Mereka akan melakukan perlawanan dengan kekuatan fisik, namun jika tidak mampu
mereka lebih memilih pergi meninggalkan kampung halaman (merantau). Orang Sakai
[6] berdasarkan cerita turun temurun dari para tetuanya menyebutkan bahwa
mereka berasal dari Pagaruyung. Orang Kubu [7] menyebut bahwa orang dari
Pagaruyung adalah saudara mereka. Kemungkinan masyarakat terasing ini termasuk
masyarakat Minang yang melakukan resistansi dengan meninggalkan kampung halaman
mereka karena tidak mau menerima perubahan yang terjadi di negeri mereka. De
Stuers sebelumnya juga melaporkan bahwa masyarakat Padangsche Bovenlanden sangat berbeda dengan masyarakat di Jawa, di
Pagaruyung ia menyaksikan masyarakat setempat begitu percaya diri dan tidak
minder dengan orang Eropa. Ia merasakan sendiri, penduduk lokal lalu lalang
begitu saja dihadapannya tanpa ia mendapatkan perlakuan istimewa, malah ada
penduduk lokal meminta rokoknya, serta meminta ia menyulutkan api untuk rokok
tersebut.
Merantau Dalam Sastra
Fenomena merantau
dalam masyarakat Minangkabau, ternyata sering menjadi sumber inspirasi bagi
para pekerja seni, terutama sastrawan. Hamka, dalam novelnya Merantau ke Deli,
bercerita tentang pengalaman hidup perantau Minang yang pergi ke Deli dan
menikah dengan perempuan Jawa. Novelnya yang lain Tenggelamnya Kapal Van der Wijck juga bercerita tentang kisah anak
perantau Minang yang pulang kampung. Di kampung, ia menghadapi kendala oleh
masyarakat adat Minang yang merupakan induk bakonya sendiri. Selain
novel karya Hamka, novel karya Marah Rusli, Sitti
Nurbaya dan Salah Asuhan karya
Abdul Muis juga menceritakan kisah perantau Minang. Dalam novel-novel tersebut,
dikisahkan mengenai persinggungan pemuda perantau Minang dengan adat budaya Barat.

Entri Tersimpan
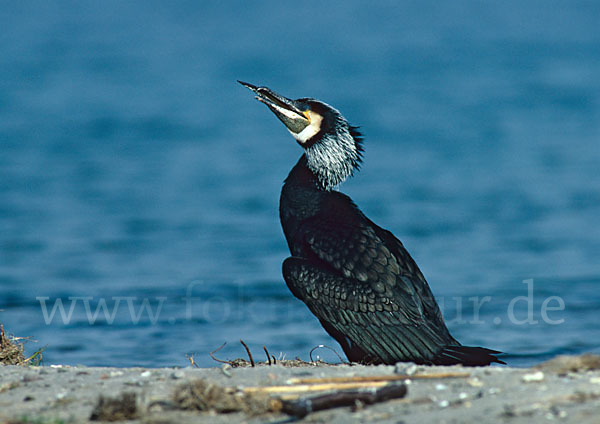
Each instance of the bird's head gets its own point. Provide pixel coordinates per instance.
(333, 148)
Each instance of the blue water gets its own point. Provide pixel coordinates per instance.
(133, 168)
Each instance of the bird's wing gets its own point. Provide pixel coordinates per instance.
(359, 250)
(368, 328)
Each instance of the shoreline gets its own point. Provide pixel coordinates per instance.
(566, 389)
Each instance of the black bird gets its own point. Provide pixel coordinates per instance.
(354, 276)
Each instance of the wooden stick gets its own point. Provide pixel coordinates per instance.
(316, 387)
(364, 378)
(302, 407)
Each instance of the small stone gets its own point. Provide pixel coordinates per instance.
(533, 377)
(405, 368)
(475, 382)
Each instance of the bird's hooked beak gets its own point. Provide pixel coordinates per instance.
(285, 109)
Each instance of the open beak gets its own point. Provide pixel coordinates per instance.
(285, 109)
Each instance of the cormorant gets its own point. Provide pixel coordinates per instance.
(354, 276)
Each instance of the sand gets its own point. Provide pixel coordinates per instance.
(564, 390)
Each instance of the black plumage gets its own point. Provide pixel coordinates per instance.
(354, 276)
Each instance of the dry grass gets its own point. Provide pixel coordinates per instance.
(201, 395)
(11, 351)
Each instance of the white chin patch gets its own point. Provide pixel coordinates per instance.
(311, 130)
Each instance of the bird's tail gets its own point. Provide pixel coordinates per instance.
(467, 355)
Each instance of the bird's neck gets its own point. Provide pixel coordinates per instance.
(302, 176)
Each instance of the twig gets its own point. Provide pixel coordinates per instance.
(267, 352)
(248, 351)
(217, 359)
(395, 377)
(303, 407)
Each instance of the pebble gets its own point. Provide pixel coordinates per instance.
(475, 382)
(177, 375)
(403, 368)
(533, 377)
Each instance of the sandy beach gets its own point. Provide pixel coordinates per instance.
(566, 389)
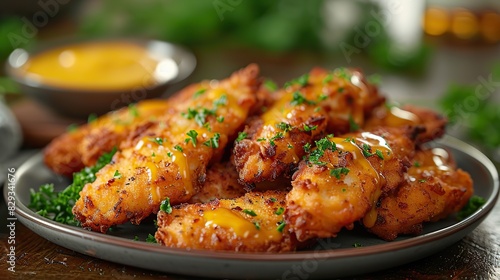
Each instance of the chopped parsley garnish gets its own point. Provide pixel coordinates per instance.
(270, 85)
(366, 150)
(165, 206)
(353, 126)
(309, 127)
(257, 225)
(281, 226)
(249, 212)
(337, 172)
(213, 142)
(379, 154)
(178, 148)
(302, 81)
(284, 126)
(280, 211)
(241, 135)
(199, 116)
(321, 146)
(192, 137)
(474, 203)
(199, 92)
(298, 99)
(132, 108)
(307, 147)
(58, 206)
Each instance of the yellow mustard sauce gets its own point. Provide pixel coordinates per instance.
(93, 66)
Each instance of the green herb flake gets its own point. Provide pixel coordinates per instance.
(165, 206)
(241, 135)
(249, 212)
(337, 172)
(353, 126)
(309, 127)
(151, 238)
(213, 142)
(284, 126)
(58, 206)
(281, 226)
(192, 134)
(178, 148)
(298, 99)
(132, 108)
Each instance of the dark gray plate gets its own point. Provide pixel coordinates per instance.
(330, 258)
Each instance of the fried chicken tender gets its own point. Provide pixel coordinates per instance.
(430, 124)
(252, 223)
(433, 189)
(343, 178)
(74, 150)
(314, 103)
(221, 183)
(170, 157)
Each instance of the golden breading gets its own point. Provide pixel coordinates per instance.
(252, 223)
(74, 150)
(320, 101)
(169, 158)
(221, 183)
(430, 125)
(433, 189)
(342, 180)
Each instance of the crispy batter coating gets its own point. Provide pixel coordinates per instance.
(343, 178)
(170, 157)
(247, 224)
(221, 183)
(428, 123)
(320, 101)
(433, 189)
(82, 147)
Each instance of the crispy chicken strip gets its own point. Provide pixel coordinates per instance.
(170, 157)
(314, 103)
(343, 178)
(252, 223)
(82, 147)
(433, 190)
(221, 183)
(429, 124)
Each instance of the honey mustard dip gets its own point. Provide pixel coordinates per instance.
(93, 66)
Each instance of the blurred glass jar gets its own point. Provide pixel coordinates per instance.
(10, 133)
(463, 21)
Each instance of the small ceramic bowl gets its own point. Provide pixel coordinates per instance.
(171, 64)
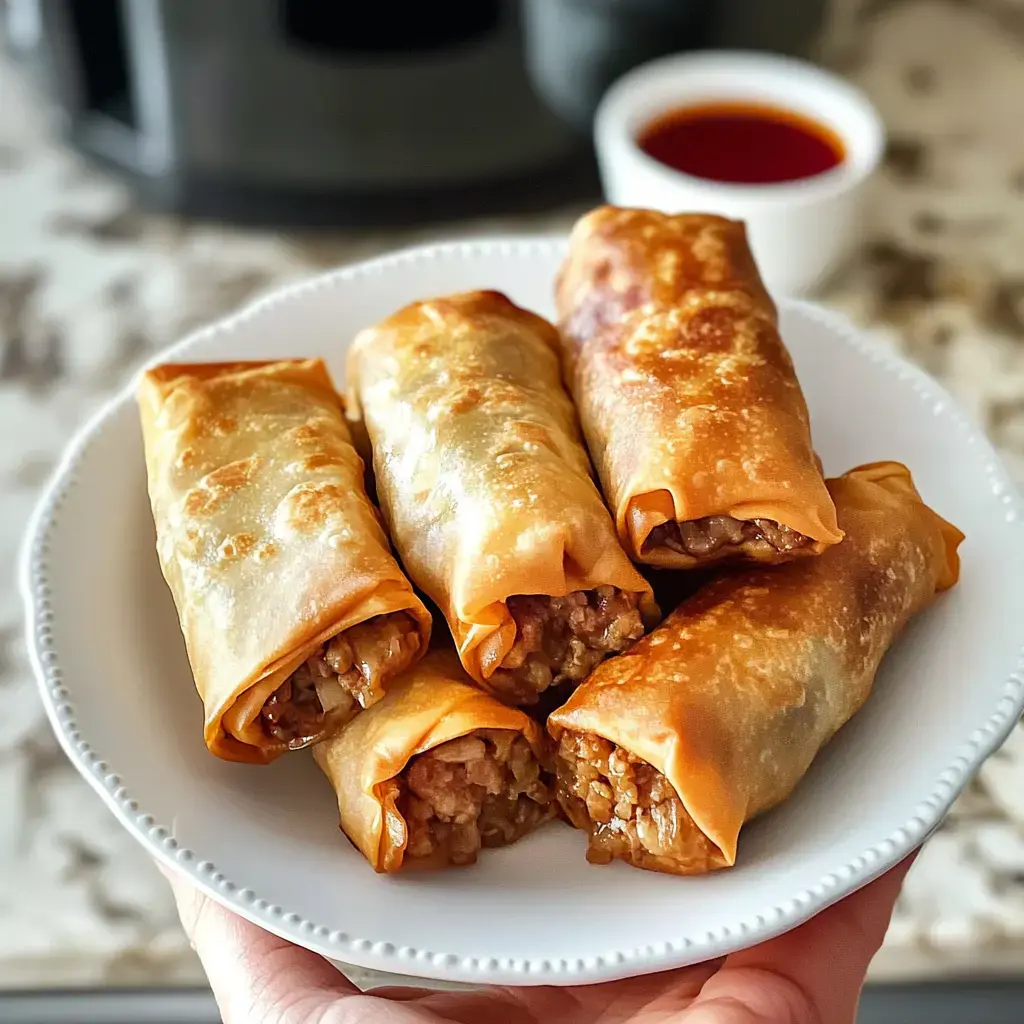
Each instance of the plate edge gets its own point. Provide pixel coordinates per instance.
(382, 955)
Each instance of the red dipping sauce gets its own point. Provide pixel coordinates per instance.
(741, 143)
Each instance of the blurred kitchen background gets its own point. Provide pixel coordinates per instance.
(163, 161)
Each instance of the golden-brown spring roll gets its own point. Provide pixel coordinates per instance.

Langkah yang Diperlukan
1) Menurut petikan teks tentang merantau, perantau Minang dalam novel Merantau ke Deli karya Hamka menikah dengan perempuan dari suku apa?
2) Hitung berapa baris dalam entri yang memuat kata "chicken" dengan memperhatikan perbedaan huruf besar dan kecil, lalu tuliskan angkanya saja.

Hasil per Tugas
1) Perantau Minang itu menikah dengan perempuan Jawa.

2) 2